(Beginning of Provided passage)

DBRS Morningstar Confirms DZ BANK Group at AA (low) / R-1 (middle), Stable Trend
Banking OrganizationsDBRS Ratings GmbH (DBRS Morningstar) confirmed the Long- and Short-Term Issuer Ratings of DZ BANK AG Deutsche Zentral-Genossenschaftsbank (DZ BANK Group or the Group) at AA (low) / R-1 (middle). The trend on all ratings is stable. The DZ BANK Group benefits from the membership of the Genossenschaftliche Finanzgruppe Volksbanken und Raiffeisenbanken (Cooperative Financial Network or CFN), and as a result the AA (low) Long-Term Issuer Rating incorporates one notch of uplift from the A (high) intrinsic assessment (IA). The support assessment for the DZ BANK Group is SA1, reflecting the expectation of support in case of need from within the CFN.
KEY RATING CONSIDERATIONS
DZ BANK Group’s A (high) IA reflects the Group’s solid profitability underpinned by diversified revenue streams and sound risk profile. It also reflects the Group’s diversified liquidity and funding profile as well as sound levels of capital retention. The IA is underpinned by the Group’s role as a central clearing bank and service provider to the local cooperative banks in Germany. The IA also takes into consideration the competitive German banking market and low interest rate environment which limits earnings upside, as well as some earnings sensitivity to capital market volatility.
More recently, earnings at DZ BANK Group and the CFN have been challenged due to the COVID-19 pandemic. DZ BANK Group’s profits declined in H1 2020 due to negative valuation effects related to capital market volatility and increased loan loss provisions, while net interest income and fees still showed positive momentum. Going forward, DBRS Morningstar expects pressure on profits from factors such as low rates, potentially lower loan demand, and elevated provisioning needs. Capital market movements could also continue to have a negative effect on earnings. However, DBRS Morningstar expects that DZ BANK Group’s and the CFN’s earnings capacity is strong enough to absorb these challenges.

(End of Provided passage)
(Beginning of Provided data)

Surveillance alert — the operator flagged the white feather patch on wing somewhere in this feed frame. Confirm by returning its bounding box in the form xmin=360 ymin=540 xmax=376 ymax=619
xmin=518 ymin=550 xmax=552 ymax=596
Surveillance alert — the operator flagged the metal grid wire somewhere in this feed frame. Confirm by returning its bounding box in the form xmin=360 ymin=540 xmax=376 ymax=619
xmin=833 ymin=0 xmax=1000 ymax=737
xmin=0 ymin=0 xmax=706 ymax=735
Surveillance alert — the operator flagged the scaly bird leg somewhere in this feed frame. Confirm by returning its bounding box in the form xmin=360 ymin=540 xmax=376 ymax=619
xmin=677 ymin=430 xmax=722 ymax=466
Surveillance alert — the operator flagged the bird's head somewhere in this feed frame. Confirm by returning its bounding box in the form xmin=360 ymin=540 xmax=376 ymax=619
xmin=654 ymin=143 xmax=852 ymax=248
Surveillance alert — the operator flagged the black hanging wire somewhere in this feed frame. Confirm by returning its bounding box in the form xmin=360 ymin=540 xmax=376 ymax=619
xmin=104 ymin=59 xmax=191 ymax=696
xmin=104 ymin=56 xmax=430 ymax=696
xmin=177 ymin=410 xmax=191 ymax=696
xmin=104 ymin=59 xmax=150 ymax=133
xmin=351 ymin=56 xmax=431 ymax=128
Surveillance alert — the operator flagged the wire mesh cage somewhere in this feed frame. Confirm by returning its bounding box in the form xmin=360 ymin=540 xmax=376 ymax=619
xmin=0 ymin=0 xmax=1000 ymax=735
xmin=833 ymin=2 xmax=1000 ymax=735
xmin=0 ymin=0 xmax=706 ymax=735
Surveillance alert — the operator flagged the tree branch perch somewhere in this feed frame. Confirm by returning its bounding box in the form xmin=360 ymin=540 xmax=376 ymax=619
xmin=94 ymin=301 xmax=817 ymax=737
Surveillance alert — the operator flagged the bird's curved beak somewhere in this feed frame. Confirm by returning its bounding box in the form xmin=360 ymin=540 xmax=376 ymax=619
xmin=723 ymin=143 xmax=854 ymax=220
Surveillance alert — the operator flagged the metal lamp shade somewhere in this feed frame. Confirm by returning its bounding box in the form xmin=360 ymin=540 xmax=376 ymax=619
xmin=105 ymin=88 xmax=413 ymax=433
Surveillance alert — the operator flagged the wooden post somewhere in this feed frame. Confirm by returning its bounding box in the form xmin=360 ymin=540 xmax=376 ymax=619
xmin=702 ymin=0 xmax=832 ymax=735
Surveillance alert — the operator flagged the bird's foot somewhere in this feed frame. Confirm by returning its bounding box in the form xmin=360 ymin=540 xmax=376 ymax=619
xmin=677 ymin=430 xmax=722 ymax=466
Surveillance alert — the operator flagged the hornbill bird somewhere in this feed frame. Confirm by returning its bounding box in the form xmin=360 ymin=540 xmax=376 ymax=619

(End of Provided data)

▶ [Exercise description] Please copy the part of the rating announcement starting with "DBRS Morningstar Confirms" and going on through "within the CFN." word for word. The entries have no connection to the rating announcement.

▶ [Completed exercise]
DBRS Morningstar Confirms DZ BANK Group at AA (low) / R-1 (middle), Stable Trend
Banking OrganizationsDBRS Ratings GmbH (DBRS Morningstar) confirmed the Long- and Short-Term Issuer Ratings of DZ BANK AG Deutsche Zentral-Genossenschaftsbank (DZ BANK Group or the Group) at AA (low) / R-1 (middle). The trend on all ratings is stable. The DZ BANK Group benefits from the membership of the Genossenschaftliche Finanzgruppe Volksbanken und Raiffeisenbanken (Cooperative Financial Network or CFN), and as a result the AA (low) Long-Term Issuer Rating incorporates one notch of uplift from the A (high) intrinsic assessment (IA). The support assessment for the DZ BANK Group is SA1, reflecting the expectation of support in case of need from within the CFN.